*About this task*
Retype the listing that follows, word for word.

*Exercise data*
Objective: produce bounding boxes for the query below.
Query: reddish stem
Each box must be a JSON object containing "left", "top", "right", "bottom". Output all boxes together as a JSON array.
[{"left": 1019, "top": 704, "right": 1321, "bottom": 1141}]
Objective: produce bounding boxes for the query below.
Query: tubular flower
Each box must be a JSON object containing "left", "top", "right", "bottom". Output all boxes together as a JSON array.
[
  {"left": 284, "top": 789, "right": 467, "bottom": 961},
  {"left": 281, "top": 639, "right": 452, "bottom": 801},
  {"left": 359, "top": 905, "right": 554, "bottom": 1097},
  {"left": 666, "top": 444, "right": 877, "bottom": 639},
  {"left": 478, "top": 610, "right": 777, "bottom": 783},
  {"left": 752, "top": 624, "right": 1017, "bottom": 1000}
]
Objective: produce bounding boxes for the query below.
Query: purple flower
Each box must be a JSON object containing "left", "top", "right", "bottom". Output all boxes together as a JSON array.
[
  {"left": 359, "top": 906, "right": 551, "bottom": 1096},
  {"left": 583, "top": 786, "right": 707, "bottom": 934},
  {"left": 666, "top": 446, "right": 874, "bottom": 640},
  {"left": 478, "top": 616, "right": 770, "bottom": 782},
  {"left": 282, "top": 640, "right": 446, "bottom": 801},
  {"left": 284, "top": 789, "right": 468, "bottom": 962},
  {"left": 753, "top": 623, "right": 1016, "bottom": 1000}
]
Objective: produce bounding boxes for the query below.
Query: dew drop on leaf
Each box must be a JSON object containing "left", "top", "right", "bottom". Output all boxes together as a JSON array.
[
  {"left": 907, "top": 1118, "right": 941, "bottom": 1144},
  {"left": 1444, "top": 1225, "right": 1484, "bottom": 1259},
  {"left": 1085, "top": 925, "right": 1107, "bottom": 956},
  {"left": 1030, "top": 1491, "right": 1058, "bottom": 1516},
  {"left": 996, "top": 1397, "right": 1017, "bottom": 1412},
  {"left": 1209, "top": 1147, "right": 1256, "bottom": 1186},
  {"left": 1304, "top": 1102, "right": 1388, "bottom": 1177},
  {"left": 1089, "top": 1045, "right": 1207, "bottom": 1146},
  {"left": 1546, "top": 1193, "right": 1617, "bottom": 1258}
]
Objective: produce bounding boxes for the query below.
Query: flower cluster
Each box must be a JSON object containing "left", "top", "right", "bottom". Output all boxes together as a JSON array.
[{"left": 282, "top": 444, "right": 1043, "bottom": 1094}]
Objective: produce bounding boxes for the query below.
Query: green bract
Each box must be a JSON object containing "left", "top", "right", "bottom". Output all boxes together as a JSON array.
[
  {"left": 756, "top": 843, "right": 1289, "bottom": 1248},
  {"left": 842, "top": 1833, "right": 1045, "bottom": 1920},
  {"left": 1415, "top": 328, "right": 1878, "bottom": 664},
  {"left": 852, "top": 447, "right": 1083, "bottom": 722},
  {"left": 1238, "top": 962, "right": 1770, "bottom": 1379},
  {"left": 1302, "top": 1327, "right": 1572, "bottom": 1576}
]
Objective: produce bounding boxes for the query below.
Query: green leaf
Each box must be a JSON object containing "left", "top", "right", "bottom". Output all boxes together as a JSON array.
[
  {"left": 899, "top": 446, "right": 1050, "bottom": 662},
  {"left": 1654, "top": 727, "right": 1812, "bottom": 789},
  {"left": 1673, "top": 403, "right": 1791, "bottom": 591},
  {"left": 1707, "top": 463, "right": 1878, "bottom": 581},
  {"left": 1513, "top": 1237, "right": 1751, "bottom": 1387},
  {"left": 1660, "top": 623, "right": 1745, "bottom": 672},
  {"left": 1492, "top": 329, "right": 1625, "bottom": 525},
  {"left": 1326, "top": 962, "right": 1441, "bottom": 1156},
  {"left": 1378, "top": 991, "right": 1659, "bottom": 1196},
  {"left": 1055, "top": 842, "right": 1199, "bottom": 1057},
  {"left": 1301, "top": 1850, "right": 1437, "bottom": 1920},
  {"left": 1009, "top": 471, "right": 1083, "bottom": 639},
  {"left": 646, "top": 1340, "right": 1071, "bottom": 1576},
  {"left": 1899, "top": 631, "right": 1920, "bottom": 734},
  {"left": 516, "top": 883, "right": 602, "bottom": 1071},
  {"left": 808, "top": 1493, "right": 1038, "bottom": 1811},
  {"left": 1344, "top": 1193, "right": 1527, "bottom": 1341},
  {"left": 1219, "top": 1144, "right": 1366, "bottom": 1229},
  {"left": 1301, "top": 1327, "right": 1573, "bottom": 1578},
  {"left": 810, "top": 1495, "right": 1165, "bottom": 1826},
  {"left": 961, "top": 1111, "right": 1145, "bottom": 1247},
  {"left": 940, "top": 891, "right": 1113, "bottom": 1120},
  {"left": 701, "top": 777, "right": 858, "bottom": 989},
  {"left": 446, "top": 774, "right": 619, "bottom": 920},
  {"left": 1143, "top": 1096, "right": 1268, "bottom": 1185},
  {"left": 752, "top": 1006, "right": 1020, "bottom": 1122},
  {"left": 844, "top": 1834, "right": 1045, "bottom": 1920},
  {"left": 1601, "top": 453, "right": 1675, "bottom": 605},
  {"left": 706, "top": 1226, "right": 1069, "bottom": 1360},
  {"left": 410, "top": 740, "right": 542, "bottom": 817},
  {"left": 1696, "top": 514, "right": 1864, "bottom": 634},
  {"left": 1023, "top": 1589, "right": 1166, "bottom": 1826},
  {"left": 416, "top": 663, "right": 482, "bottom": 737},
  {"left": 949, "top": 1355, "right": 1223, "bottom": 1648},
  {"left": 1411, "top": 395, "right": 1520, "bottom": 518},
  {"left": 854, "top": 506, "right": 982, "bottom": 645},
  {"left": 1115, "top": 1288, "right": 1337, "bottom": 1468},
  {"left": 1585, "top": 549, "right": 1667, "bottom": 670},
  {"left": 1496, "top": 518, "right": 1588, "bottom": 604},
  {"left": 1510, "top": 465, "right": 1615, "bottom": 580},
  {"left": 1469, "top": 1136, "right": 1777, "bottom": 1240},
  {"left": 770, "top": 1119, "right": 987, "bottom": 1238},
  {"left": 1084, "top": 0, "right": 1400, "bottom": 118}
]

*Solution for this task*
Objective: produce bounding boxes for the query below.
Query: reddish stem
Each box must be a JSON object containing "left", "top", "right", "bottom". Output all boxes together as a JSON array.
[{"left": 1019, "top": 704, "right": 1321, "bottom": 1141}]
Objective: produce bounding boxes for the query below.
Query: tubular flower
Each box must be a JSON object containing "left", "top", "right", "bottom". Output all boxes together as a JSON array.
[
  {"left": 284, "top": 789, "right": 467, "bottom": 961},
  {"left": 281, "top": 639, "right": 452, "bottom": 801},
  {"left": 359, "top": 905, "right": 554, "bottom": 1097},
  {"left": 666, "top": 444, "right": 877, "bottom": 639},
  {"left": 478, "top": 610, "right": 777, "bottom": 783},
  {"left": 752, "top": 624, "right": 1017, "bottom": 1000}
]
Objective: produce bounding boxes for the query below.
Query: purple flower
Each box must be a JSON object containing "left", "top", "right", "bottom". Output all boxes together as a JSON array.
[
  {"left": 359, "top": 906, "right": 551, "bottom": 1096},
  {"left": 583, "top": 786, "right": 707, "bottom": 934},
  {"left": 666, "top": 446, "right": 874, "bottom": 640},
  {"left": 478, "top": 616, "right": 770, "bottom": 782},
  {"left": 282, "top": 640, "right": 446, "bottom": 801},
  {"left": 284, "top": 789, "right": 468, "bottom": 962},
  {"left": 753, "top": 623, "right": 1016, "bottom": 1000}
]
Objective: produce bounding boxes for the query below.
Query: dew drop on leaf
Each box must be a JSON object containing "left", "top", "right", "bottom". Output all boxes together as a JSON array.
[
  {"left": 907, "top": 1118, "right": 941, "bottom": 1144},
  {"left": 1444, "top": 1225, "right": 1484, "bottom": 1259},
  {"left": 1085, "top": 925, "right": 1107, "bottom": 956},
  {"left": 1030, "top": 1491, "right": 1058, "bottom": 1516},
  {"left": 996, "top": 1397, "right": 1017, "bottom": 1412},
  {"left": 1209, "top": 1147, "right": 1256, "bottom": 1186},
  {"left": 1304, "top": 1102, "right": 1388, "bottom": 1177},
  {"left": 1089, "top": 1045, "right": 1207, "bottom": 1146},
  {"left": 1546, "top": 1193, "right": 1617, "bottom": 1258}
]
Objective: produce bounding boxes for the query below.
Query: flower cluster
Each box must be a JSON object containing "left", "top", "right", "bottom". Output all boxes together as a JSON array.
[{"left": 282, "top": 444, "right": 1043, "bottom": 1094}]
Objective: produce bounding boxes for the query below.
Query: green bract
Each box must be a JSON object containing "left", "top", "right", "bottom". Output all boxes together as a JSON array.
[
  {"left": 756, "top": 843, "right": 1289, "bottom": 1248},
  {"left": 842, "top": 1833, "right": 1045, "bottom": 1920},
  {"left": 1415, "top": 328, "right": 1878, "bottom": 664},
  {"left": 852, "top": 447, "right": 1083, "bottom": 722},
  {"left": 1238, "top": 962, "right": 1770, "bottom": 1379},
  {"left": 1302, "top": 1327, "right": 1572, "bottom": 1576}
]
Objective: produce bounding boxes for the query below.
Query: green leaf
Each box must be a JSON object containing "left", "top", "right", "bottom". Output all boxes together as a JSON array.
[
  {"left": 899, "top": 446, "right": 1050, "bottom": 662},
  {"left": 1654, "top": 727, "right": 1812, "bottom": 789},
  {"left": 1673, "top": 403, "right": 1791, "bottom": 591},
  {"left": 1707, "top": 463, "right": 1878, "bottom": 581},
  {"left": 1513, "top": 1237, "right": 1751, "bottom": 1387},
  {"left": 1660, "top": 623, "right": 1745, "bottom": 672},
  {"left": 1492, "top": 329, "right": 1625, "bottom": 525},
  {"left": 1326, "top": 962, "right": 1441, "bottom": 1156},
  {"left": 1378, "top": 991, "right": 1659, "bottom": 1196},
  {"left": 1055, "top": 842, "right": 1199, "bottom": 1057},
  {"left": 1301, "top": 1850, "right": 1437, "bottom": 1920},
  {"left": 1009, "top": 471, "right": 1083, "bottom": 639},
  {"left": 646, "top": 1340, "right": 1071, "bottom": 1576},
  {"left": 1899, "top": 631, "right": 1920, "bottom": 734},
  {"left": 516, "top": 883, "right": 602, "bottom": 1071},
  {"left": 808, "top": 1493, "right": 1038, "bottom": 1811},
  {"left": 1344, "top": 1193, "right": 1527, "bottom": 1341},
  {"left": 1219, "top": 1144, "right": 1366, "bottom": 1229},
  {"left": 1301, "top": 1327, "right": 1573, "bottom": 1578},
  {"left": 810, "top": 1495, "right": 1165, "bottom": 1826},
  {"left": 961, "top": 1111, "right": 1145, "bottom": 1247},
  {"left": 940, "top": 891, "right": 1113, "bottom": 1120},
  {"left": 701, "top": 777, "right": 858, "bottom": 989},
  {"left": 446, "top": 774, "right": 619, "bottom": 920},
  {"left": 1143, "top": 1096, "right": 1268, "bottom": 1185},
  {"left": 752, "top": 1006, "right": 1020, "bottom": 1122},
  {"left": 844, "top": 1834, "right": 1045, "bottom": 1920},
  {"left": 1601, "top": 453, "right": 1675, "bottom": 605},
  {"left": 706, "top": 1226, "right": 1069, "bottom": 1360},
  {"left": 410, "top": 740, "right": 542, "bottom": 817},
  {"left": 1696, "top": 514, "right": 1864, "bottom": 634},
  {"left": 1023, "top": 1589, "right": 1166, "bottom": 1826},
  {"left": 416, "top": 663, "right": 482, "bottom": 737},
  {"left": 949, "top": 1355, "right": 1223, "bottom": 1648},
  {"left": 1411, "top": 395, "right": 1520, "bottom": 518},
  {"left": 854, "top": 506, "right": 982, "bottom": 645},
  {"left": 1115, "top": 1288, "right": 1337, "bottom": 1468},
  {"left": 1585, "top": 549, "right": 1667, "bottom": 670},
  {"left": 1496, "top": 518, "right": 1588, "bottom": 604},
  {"left": 1510, "top": 465, "right": 1615, "bottom": 580},
  {"left": 1469, "top": 1136, "right": 1777, "bottom": 1240},
  {"left": 770, "top": 1119, "right": 987, "bottom": 1238},
  {"left": 1084, "top": 0, "right": 1400, "bottom": 118}
]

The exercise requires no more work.